**PROBLEM DETAILS**: Print the line containing "Query: dangling earring" and each line after it through the end, please, with nothing added.

**PROVIDED RECORDS**:
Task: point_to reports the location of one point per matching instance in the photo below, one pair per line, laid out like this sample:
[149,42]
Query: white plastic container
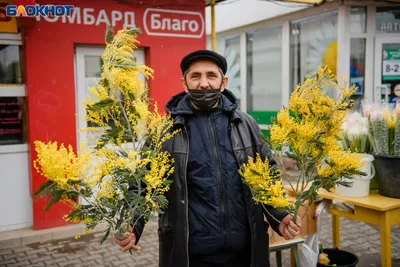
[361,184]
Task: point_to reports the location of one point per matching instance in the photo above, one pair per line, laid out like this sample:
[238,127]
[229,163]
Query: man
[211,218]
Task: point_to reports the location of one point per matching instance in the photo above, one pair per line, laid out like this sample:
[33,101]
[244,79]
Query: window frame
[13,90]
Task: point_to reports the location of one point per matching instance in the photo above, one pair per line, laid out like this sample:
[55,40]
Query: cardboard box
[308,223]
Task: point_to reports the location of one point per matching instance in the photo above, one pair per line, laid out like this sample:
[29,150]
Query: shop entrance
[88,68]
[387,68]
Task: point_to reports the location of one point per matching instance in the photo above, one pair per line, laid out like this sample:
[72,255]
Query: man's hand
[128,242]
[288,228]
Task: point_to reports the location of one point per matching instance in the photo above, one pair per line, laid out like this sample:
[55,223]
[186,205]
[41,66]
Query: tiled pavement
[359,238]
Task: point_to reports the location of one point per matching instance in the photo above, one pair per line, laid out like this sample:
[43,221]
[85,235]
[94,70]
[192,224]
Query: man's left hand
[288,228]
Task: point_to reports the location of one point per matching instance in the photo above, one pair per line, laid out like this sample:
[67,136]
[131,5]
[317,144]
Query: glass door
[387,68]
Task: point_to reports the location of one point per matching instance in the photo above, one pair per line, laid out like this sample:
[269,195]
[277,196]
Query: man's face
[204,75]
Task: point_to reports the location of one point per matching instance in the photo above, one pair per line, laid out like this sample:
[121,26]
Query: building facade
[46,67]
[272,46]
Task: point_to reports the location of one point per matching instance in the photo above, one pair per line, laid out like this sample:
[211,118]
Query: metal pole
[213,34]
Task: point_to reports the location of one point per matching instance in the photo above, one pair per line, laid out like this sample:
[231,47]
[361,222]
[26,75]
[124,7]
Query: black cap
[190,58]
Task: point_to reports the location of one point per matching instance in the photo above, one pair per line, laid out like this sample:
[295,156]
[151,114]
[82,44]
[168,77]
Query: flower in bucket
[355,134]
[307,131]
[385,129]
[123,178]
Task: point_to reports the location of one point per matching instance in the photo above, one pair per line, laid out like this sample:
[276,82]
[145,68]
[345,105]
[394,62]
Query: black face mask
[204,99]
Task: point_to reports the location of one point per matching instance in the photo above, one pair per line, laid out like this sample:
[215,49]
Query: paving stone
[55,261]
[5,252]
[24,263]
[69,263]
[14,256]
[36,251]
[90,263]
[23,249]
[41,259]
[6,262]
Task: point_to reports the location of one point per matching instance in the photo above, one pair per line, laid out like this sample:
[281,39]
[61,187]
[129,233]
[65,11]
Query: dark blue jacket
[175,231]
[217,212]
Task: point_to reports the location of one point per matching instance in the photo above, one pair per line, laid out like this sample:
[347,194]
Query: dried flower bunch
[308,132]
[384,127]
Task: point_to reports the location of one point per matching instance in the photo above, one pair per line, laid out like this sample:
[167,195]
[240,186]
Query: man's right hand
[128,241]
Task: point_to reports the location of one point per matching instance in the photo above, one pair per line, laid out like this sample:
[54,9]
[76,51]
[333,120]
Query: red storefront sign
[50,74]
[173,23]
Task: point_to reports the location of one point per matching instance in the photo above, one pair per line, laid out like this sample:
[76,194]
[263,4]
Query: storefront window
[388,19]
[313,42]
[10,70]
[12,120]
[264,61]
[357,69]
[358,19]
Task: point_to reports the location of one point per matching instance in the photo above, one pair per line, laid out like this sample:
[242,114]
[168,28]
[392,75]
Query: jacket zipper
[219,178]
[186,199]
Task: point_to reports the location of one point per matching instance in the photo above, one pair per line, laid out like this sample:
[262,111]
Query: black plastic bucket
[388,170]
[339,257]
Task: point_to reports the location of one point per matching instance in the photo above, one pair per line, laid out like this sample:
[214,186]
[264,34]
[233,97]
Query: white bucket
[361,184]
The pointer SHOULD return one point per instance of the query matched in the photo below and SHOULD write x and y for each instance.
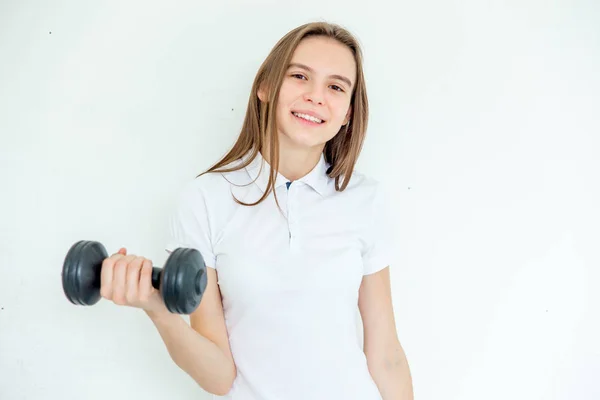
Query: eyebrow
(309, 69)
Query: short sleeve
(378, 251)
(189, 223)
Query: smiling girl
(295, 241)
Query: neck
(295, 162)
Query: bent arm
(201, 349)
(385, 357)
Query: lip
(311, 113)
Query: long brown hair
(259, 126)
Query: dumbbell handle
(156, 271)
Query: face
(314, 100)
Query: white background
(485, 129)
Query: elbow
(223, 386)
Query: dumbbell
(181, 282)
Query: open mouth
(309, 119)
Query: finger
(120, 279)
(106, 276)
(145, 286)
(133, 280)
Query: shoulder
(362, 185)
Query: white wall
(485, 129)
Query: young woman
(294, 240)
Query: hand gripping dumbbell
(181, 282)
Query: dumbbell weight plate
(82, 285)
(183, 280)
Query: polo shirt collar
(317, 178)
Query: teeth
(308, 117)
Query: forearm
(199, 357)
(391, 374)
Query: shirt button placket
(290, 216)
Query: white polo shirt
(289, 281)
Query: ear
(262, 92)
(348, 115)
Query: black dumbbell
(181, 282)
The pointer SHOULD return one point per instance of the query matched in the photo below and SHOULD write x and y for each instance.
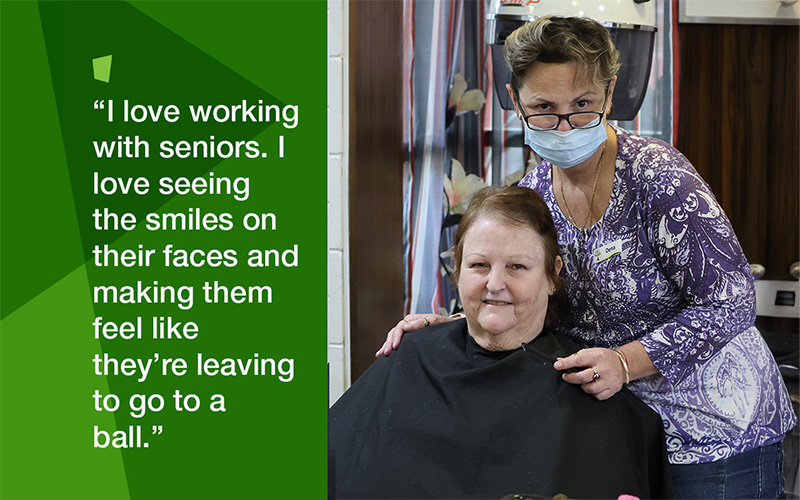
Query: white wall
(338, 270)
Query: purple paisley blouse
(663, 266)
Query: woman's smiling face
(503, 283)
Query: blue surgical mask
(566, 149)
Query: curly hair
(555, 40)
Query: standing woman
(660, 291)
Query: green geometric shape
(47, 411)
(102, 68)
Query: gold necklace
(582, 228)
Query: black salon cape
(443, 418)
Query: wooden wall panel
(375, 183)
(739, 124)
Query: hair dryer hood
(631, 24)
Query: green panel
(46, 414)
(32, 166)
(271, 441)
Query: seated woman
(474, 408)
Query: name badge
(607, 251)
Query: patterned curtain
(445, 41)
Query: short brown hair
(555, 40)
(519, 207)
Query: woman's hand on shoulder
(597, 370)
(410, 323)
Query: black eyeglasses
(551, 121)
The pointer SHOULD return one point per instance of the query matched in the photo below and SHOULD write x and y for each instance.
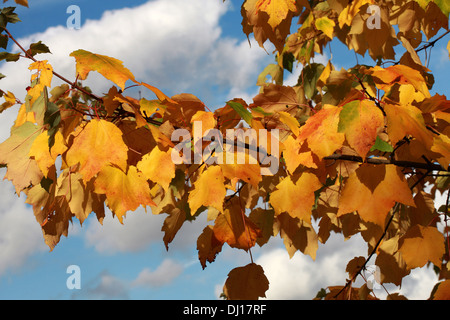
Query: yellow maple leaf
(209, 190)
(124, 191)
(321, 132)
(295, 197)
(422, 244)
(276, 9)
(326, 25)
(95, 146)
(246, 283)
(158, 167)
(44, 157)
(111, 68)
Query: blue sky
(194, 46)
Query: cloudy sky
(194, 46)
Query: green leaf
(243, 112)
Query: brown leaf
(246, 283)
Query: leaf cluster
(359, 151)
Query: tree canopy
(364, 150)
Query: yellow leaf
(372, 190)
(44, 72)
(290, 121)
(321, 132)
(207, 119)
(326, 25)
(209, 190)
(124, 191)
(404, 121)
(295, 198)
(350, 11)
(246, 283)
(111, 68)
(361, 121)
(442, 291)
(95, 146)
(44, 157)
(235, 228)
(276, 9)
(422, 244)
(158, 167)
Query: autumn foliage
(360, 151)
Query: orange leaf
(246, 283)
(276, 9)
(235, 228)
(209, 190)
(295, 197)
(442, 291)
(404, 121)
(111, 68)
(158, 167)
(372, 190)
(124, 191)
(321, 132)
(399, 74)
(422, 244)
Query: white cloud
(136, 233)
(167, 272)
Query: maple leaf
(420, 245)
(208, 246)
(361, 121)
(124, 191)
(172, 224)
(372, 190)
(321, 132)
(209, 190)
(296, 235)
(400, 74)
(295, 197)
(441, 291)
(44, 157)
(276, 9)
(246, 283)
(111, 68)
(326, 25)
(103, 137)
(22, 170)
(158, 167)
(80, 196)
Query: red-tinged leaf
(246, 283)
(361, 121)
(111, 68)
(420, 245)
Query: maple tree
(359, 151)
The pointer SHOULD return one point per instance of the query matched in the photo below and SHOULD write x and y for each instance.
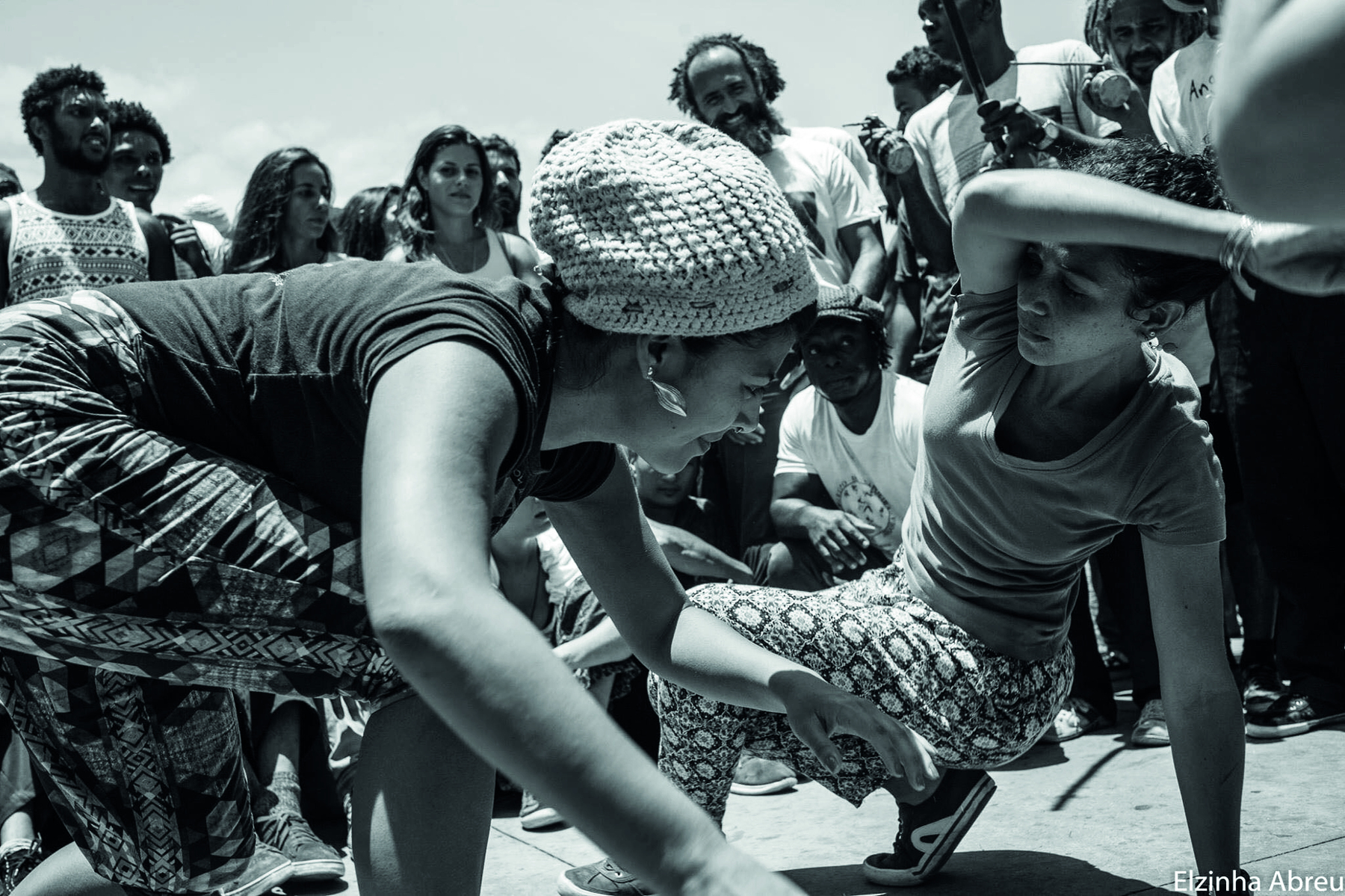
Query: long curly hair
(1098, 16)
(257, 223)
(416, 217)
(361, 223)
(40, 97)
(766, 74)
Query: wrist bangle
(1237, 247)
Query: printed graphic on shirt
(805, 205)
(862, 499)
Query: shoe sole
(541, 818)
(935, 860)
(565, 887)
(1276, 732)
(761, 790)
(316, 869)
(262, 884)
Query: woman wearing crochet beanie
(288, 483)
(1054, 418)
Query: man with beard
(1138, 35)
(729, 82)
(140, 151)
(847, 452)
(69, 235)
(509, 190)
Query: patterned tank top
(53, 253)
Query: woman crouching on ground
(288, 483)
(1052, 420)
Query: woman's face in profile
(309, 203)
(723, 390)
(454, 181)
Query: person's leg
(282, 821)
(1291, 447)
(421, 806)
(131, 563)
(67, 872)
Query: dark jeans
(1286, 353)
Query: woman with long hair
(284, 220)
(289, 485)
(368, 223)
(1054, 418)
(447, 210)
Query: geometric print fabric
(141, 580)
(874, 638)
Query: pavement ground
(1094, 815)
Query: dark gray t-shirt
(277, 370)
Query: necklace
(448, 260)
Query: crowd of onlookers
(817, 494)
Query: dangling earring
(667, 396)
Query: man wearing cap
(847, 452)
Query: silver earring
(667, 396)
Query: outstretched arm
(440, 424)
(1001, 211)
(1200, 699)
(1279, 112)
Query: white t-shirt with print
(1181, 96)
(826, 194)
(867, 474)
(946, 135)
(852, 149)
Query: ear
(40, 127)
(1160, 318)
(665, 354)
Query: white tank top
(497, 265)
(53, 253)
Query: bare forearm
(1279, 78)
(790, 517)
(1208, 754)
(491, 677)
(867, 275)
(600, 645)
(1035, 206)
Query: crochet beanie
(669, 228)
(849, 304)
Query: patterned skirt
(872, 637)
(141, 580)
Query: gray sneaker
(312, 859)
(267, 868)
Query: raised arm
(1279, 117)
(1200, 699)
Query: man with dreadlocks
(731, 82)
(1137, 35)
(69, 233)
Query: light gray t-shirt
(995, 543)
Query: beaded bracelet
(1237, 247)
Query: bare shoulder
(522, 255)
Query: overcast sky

**REPLY**:
Query: dangling earring
(667, 396)
Query: man wearing cap
(847, 452)
Query: silver earring
(667, 396)
Query: outstretched arm
(440, 424)
(1001, 211)
(1200, 699)
(1279, 112)
Query: white t-shirt with print
(1181, 96)
(826, 194)
(867, 474)
(946, 135)
(852, 149)
Query: ear
(40, 127)
(1160, 318)
(665, 354)
Query: white tank top
(497, 265)
(53, 253)
Query: bare forearm
(1279, 78)
(790, 517)
(1208, 754)
(491, 677)
(867, 275)
(600, 645)
(1035, 206)
Query: crochet beanie
(669, 228)
(849, 304)
Query: patterned skirt
(872, 637)
(141, 580)
Query: gray sneaker
(312, 859)
(267, 868)
Query: raised arm
(1279, 117)
(1200, 699)
Query: man with dreadlocks
(731, 82)
(1137, 35)
(69, 233)
Query: light gray t-shirt
(995, 543)
Query: beaded bracelet
(1237, 247)
Query: bare shoulder
(522, 255)
Query: overcast sky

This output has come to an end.